§ Supplied information:
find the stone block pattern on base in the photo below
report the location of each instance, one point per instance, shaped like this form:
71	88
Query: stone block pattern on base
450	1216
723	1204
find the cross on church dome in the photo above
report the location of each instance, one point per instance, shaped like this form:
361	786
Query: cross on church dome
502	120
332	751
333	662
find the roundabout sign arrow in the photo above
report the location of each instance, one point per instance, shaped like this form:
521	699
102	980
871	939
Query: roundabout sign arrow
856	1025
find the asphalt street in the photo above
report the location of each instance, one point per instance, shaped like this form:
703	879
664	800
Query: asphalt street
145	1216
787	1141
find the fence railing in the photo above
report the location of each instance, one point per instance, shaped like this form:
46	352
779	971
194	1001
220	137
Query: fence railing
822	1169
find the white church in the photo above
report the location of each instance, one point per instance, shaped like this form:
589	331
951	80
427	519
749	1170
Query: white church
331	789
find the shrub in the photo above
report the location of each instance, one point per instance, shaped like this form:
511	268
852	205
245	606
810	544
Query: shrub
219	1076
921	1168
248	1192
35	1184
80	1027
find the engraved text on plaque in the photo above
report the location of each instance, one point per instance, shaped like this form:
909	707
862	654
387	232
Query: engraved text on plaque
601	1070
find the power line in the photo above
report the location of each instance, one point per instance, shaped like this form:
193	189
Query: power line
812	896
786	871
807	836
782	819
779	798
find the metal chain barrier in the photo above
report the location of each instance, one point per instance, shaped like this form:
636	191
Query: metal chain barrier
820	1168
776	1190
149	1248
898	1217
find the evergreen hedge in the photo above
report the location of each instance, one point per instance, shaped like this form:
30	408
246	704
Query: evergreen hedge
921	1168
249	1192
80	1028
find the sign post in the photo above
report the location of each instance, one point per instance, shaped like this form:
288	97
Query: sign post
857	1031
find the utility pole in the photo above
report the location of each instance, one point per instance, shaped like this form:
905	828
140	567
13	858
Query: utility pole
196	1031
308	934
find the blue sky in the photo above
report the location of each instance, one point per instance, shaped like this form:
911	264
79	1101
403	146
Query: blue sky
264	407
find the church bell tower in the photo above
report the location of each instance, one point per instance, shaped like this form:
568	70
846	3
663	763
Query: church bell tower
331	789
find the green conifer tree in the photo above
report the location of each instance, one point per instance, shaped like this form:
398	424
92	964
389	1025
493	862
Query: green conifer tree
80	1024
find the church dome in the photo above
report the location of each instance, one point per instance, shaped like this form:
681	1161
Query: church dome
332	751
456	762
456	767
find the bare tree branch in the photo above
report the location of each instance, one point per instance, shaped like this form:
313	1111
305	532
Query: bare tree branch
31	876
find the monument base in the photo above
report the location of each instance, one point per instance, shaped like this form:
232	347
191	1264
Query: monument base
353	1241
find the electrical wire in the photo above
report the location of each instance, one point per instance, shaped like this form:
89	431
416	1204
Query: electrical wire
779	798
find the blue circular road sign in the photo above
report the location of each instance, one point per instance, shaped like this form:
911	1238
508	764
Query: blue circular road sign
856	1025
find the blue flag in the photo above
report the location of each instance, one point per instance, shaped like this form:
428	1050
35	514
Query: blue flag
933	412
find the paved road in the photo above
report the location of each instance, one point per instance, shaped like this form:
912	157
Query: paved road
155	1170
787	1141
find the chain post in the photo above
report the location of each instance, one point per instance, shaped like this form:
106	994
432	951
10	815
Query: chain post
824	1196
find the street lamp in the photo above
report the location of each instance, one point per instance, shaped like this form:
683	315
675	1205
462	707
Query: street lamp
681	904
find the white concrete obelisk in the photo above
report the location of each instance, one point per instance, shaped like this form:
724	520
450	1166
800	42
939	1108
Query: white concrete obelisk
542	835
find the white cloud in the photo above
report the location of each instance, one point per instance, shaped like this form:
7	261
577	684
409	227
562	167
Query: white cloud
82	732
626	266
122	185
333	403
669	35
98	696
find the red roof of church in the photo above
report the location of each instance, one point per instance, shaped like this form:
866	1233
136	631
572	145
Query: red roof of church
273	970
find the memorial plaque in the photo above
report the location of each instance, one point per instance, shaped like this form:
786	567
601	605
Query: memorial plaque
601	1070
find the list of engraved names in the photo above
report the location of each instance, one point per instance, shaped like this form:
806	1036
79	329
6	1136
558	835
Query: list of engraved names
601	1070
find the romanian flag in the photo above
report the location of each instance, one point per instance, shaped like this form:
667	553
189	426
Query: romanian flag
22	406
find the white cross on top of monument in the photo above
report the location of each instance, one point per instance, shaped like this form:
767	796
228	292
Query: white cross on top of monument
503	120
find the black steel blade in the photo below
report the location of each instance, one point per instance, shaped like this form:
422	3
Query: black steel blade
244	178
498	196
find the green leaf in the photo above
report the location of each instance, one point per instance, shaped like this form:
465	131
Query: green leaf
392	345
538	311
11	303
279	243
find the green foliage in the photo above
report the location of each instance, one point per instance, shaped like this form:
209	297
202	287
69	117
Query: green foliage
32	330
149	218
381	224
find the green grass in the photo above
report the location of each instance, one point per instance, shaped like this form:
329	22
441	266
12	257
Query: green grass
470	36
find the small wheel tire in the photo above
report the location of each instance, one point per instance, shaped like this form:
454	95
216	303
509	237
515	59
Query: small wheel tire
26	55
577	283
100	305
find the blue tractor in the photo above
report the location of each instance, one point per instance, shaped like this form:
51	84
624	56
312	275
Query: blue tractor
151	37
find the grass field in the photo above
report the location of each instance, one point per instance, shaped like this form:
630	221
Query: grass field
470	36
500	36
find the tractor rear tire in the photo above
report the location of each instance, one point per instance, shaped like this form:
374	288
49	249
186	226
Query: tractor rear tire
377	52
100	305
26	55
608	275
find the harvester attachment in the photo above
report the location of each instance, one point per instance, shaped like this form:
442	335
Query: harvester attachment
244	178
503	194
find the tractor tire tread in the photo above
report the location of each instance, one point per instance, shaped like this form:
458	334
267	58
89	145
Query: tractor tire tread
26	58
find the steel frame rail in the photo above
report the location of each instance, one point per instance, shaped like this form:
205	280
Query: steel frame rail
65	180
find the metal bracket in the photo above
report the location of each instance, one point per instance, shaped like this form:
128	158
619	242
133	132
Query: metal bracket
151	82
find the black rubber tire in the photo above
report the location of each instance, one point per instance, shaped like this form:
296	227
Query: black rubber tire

§ What you are asked to do: Set down the material above exactly, in full.

§ Solved problem:
find the stone block pattern on base in the photo below
report the location of each instance, one point per instance, shaped like this form:
71	88
Query: stone block pattern on base
450	1216
723	1204
find the cross on church dome in the photo above
report the location of each instance, one point per instance, shaped like this form:
361	786
Query: cross on church dome
502	120
332	751
333	662
find the roundabout sign arrow in the photo above
report the location of each instance, one point per instance, shaped like this form:
521	699
102	980
871	939
Query: roundabout sign arrow
856	1025
find the asphalt street in the photo above
report the location of each instance, one point per instance, shaped like this form:
703	879
664	800
Query: asphalt street
145	1216
787	1141
find the fence railing in the photo above
report the location of each instance, one point per instance, shaped like this form:
46	352
779	971
194	1001
220	137
Query: fence railing
822	1169
find the white church in the photo above
report the location of each instance, one point per instance, shaped like this form:
589	331
951	80
427	519
749	1170
Query: white church
331	789
find the shrub in the photo above
report the location of each instance, one point per instance, shaped like this form:
511	268
852	205
245	606
810	544
Query: shrub
219	1076
921	1168
248	1192
35	1184
80	1027
find the engraved text on plaque in the photo above
report the location of each instance, one point per instance, shaped like this form:
909	707
862	654
387	232
Query: engraved text on plaque
601	1070
find the power line in the photo above
report the location of each instance, one point per instance, shaped like this form:
193	189
Query: power line
812	896
786	871
807	836
782	819
779	798
find the metal chain barrier in the photo above
report the location of each instance, one point per instance, shaped like this form:
636	191
Query: metal chain barrier
820	1168
776	1190
149	1248
898	1217
find the evergreen hedge in the photo above
report the location of each instance, one point per instance, shaped like this form:
30	408
246	704
Query: evergreen hedge
921	1168
249	1192
80	1028
find the sign post in the photo above
report the location of each instance, one point per instance, shaped like this form:
288	97
Query: sign post
857	1031
find the utility pole in the photo above
report the location of each instance, one point per instance, shaped like this form:
905	828
140	567
13	858
Query: utility pole
196	1031
308	934
find the blue sky in the photo above
report the location of each instance, one point per instance, shaped like this form:
911	264
79	1101
403	146
Query: blue sky
264	407
find the church bell tower in the photo above
report the location of each instance, one point per instance, shaped like this form:
568	70
846	3
663	763
Query: church bell tower
331	789
find the green conifer tree in the photo above
report the location of each instance, one point per instance, shaped like this form:
398	424
92	964
389	1025
493	862
Query: green conifer tree
80	1024
find the church dome in the photo above
report the location of each instance, one point per instance, shaped like this form:
681	1161
Query: church dome
332	751
456	762
456	767
find the bare tree branch in the photo above
report the location of each instance, one point per instance, shaped like this form:
313	1111
305	532
Query: bare tree branch
31	876
find the monument base in the photo above
report the location of each instance, one point per instance, shaped like this form:
232	347
191	1264
Query: monument base
353	1241
find the electrical wire in the photo above
report the location of each instance, one point per instance, shaped like this form:
89	431
416	1204
Query: electrical wire
779	798
find the blue circular road sign in the photo above
report the location of each instance, one point per instance, shaped like this form:
911	1238
508	764
Query: blue circular road sign
856	1025
find the blue flag in the photo above
report the location of each instance, one point per instance, shaped like this form:
428	1050
35	514
Query: blue flag
933	412
find the paved road in the photo above
report the location of each instance, one point per instance, shaped like this form:
912	157
Query: paved road
155	1170
787	1141
find the chain post in the photo above
report the location of each instance, one point per instance, shaped like this form:
106	994
432	951
10	815
Query: chain post
824	1196
find the street lamp in the photo above
report the location of each instance, one point per instance, shaped like this form:
683	315
675	1205
462	707
Query: street lamp
681	904
find the white concrete obelisk in the photo above
report the location of each instance, one point per instance, shaped like this form:
724	520
450	1166
800	42
939	1108
Query: white concrete obelisk
542	835
find the white cloud in the photo above
report the location of each instance, one point per instance, shaped like this form:
7	261
577	684
409	227
562	167
Query: white cloud
82	732
626	266
122	185
333	403
669	35
98	696
find the red roof of church in the photo above
report the location of each instance, one point per instance, shaped like this form:
866	1233
136	631
572	145
Query: red roof of church
273	970
find the memorial plaque in the photo above
report the location of each instance, one point per instance, shaped like this form:
786	567
601	605
Query: memorial plaque
601	1070
find the list of engraved names in the photo above
report the location of each instance, one point per instance, shaped like this form:
806	1036
79	329
6	1136
558	835
Query: list of engraved names
601	1070
find the romanian flag in the photo above
report the location of each instance, one point per instance, shaped like this form:
667	553
189	426
Query: romanian flag
22	406
find the white cross on top of monument in the photo above
report the location of each instance, one point per instance, shaped like this form:
767	796
228	292
Query: white cross on top of monument
503	120
find the black steel blade in the photo below
report the location of each instance, one point per instance, shaped like this form:
422	3
Query: black steel blade
244	178
498	196
find the green leaf in the photo above
report the location of each instance, one point per instance, shaped like this form:
465	131
Query: green leaf
392	345
538	311
11	303
279	243
find the green foliage in the photo above
report the location of each instance, one point per instance, shaped like this form:
209	297
202	287
69	117
Query: green foliage
32	330
149	218
381	224
find the green grass in the photo above
report the location of each instance, one point per instance, shaped like this form:
329	22
441	266
12	257
Query: green grass
470	36
find the small wheel tire in the photo above
report the location of each instance, one point per instance, shaped like this form:
454	95
216	303
509	237
515	59
Query: small wheel tire
26	55
577	283
100	305
find the blue tractor in the photo above
report the location of each instance, one point per instance, shaped like this form:
51	84
624	56
312	275
Query: blue tractor
151	37
find the grass field in the photo above
report the location of each instance, one point per instance, shaped like this form:
630	221
Query: grass field
470	36
500	36
find the tractor rear tire in the photo above
report the location of each instance, one point per instance, shaped like this form:
374	288
49	249
186	226
Query: tractor rear tire
377	52
100	305
26	55
608	275
find the harvester attachment in the photo above
report the location of each instance, one point per instance, shaped like this form:
442	335
Query: harvester attachment
244	178
503	194
find the tractor tire tread in the photo above
report the location of each instance, one point per instance, shaped like this form:
458	334
267	58
89	145
Query: tractor tire tread
26	58
find the steel frame rail in the photo above
report the location of each instance, one point per instance, shaped like this form:
205	280
Query: steel frame rail
65	180
find the metal bracket in the photo above
report the location of each instance, one point per instance, shaped like this form:
128	158
619	242
133	132
Query: metal bracket
151	82
find the black rubber tire in the photo above
report the location of each instance, one point per instance, shaped like this form:
296	227
Query: black rubber tire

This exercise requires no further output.